BEGIN PROVIDED PASSAGE

Once there is agreement on a return to the nuclear deal, known formally as the Joint Comprehensive Plan of Action (JCPOA), Iran will be ready to grant access to the IAEA “beyond safeguards,” he said.

“These apparent baseless allegations against Iran, that have been put on the agenda of the agency [IAEA] need to be removed first,” he said. “But we believe and accept that to do so, there has to be some technical work to be done.”

“At the same time, the agency needs to behave and act technically,” rather than politically, he added.

He referred to a similar process in 2015, when the IAEA ended its probe into the past military dimensions (PMD) of Iran's nuclear program with a resolution that allowed the JCPOA to proceed. As in 2015, he said, “there needs to be the political will to close the case of these allegations.”

Addressing the 66th Regular Session of the General Conference of the International Atomic Energy Agency (IAEA) in Vienna on Monday, Head of the Atomic Energy Organization of Iran (AEOI) Mohammad Eslami has strongly rejected all accusations, including the UN nuclear watchdog’s allegations, about the existence of undeclared nuclear activities or material in Iran.

“There are no undeclared nuclear activities or material in Iran. All accusations are merely based on fake and incorrect information provided by the usurping regime of Israel,” Iran’s nuclear chief said.

Eslami said Iran has always been ready for negotiations and constructive interaction, emphasizing that Tehran would roll back its current remedial nuclear measures, including those related to surveillance equipment beyond the Comprehensive Safeguards Agreement and a robust verification system, only if illegal sanctions are removed and no baseless accusations are leveled against the country's peaceful nuclear program.

Asked why Iran is not addressing the outstanding issues in the JCPOA via direct talks with the United States, Amir-Abdollahian said the Americans did relay a message in New York last week: “Let's talk directly.”

“We are not afraid of having face-to-face talks with the United States, but we should feel that it is going to be a game changer, that there is going to be some kind of gain for us.” 

“If the Americans are serious, and they are willing to show their willingness and desire to get back to the JCPOA, these [indirect] messages will suffice."

Asked whether in the absence of direct talks, Iran would support a new round of EU-facilitated indirect negotiations, Amir-Abdollahian did not necessarily see a need to do so, saying that Iran’s position in the recent rounds has been to make the agreement more transparent and less ambiguous.

“But if the American side feels that there needs to be another round of talks done by the coordinators, I mean, [EU foreign policy chief] Josep Borrell and the EU, then we are not going to reject that.”

On economic guarantees, Amir-Abdollahian said there had been “some progress” made in recent weeks as a result of messages exchanged with the Americans.

“We really want this to happen,” the foreign minister said, referring to a return to the JCPOA and the economic benefits that would flow from the lifting of sanctions.

The United States, under former president Donald Trump, abandoned the agreement in May 2018 and reinstated unilateral sanctions that the agreement had lifted.

The talks to salvage the agreement kicked off in the Austrian capital city of Vienna in April last year, months after Joe Biden succeeded Trump, with the intention of examining Washington's seriousness in rejoining the deal and removing anti-Iran sanctions.

Despite notable progress, the US indecisiveness and procrastination caused multiple interruptions in the marathon talks. Four days of intense talks between representatives of Iran and the five remaining parties to the JCPOA ended on August 8 with a modified text proposed by the EU on the table.

Iran submitted its response to the EU draft proposal on August 15, a week after the latest round of talks wrapped up which the bloc described as “reasonable". After submitting its response, Tehran urged Washington to show "realism and flexibility" in order to reach an agreement.

The United States, for its part, took several weeks to offer its response to Iran’s comments.

END PROVIDED PASSAGE
BEGIN INPUT DATA

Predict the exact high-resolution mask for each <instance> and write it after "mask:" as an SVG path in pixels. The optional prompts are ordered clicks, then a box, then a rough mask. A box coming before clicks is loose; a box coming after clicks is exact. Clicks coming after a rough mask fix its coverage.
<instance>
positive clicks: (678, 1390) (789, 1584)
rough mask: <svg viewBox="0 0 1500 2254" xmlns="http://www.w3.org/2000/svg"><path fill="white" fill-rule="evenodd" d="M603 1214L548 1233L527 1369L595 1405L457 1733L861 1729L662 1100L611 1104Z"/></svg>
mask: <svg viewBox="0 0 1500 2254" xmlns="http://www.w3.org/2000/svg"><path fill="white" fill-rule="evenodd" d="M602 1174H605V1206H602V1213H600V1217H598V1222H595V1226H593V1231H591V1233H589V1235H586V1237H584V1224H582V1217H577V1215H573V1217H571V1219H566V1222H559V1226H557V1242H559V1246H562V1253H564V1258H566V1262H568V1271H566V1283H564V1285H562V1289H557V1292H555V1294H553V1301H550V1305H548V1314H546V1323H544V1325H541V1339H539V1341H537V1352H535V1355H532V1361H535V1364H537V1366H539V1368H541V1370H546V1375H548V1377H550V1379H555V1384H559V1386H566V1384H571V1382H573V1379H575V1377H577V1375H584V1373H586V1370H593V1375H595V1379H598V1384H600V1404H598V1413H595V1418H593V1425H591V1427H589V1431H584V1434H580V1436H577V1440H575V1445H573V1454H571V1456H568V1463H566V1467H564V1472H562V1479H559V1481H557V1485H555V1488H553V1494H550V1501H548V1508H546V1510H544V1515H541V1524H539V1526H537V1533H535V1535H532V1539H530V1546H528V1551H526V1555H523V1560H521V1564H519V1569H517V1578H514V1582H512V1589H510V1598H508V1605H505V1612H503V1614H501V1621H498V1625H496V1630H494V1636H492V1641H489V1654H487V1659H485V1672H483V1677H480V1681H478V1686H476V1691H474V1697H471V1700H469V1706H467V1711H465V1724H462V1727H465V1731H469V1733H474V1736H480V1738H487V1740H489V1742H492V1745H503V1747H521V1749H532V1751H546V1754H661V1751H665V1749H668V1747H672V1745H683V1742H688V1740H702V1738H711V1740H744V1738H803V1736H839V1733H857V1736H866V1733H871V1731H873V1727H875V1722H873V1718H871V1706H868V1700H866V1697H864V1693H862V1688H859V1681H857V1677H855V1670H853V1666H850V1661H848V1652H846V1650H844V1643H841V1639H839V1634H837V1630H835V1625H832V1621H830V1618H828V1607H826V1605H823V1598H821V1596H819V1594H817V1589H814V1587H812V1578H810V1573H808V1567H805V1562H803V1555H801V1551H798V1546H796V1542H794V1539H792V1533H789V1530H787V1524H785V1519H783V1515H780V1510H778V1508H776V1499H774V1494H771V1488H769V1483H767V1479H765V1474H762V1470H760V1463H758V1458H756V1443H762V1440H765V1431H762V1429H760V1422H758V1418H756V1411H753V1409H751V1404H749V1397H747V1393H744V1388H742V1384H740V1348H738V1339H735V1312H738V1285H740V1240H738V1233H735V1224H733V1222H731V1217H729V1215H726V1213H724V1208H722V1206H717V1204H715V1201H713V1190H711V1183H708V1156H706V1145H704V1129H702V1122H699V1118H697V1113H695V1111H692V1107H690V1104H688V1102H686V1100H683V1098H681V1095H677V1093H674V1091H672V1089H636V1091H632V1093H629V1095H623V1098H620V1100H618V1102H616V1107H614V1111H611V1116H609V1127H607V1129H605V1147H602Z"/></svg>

END INPUT DATA

QUESTIONS:
1) Duplicate the part of the nuclear deal article from "He referred to" up to and including "of undeclared nuclear activities or material in Iran.".
2) According to the nuclear deal article, on what date did Iran submit its response to the EU draft proposal?
3) Summarize the nuclear deal article in two sentences.

WRITTEN RESPONSES:
1)
He referred to a similar process in 2015, when the IAEA ended its probe into the past military dimensions (PMD) of Iran's nuclear program with a resolution that allowed the JCPOA to proceed. As in 2015, he said, “there needs to be the political will to close the case of these allegations.”

Addressing the 66th Regular Session of the General Conference of the International Atomic Energy Agency (IAEA) in Vienna on Monday, Head of the Atomic Energy Organization of Iran (AEOI) Mohammad Eslami has strongly rejected all accusations, including the UN nuclear watchdog’s allegations, about the existence of undeclared nuclear activities or material in Iran.

2) On August 15.

3) At the IAEA General Conference in Vienna, Iran's nuclear chief Mohammad Eslami rejected accusations of undeclared nuclear activities or material in Iran. Amir-Abdollahian said Iran is not afraid of direct talks with the United States and would not reject another round of EU-coordinated talks if the American side felt one was needed, while talks to revive the JCPOA, which the US abandoned in May 2018, had begun in Vienna in April last year.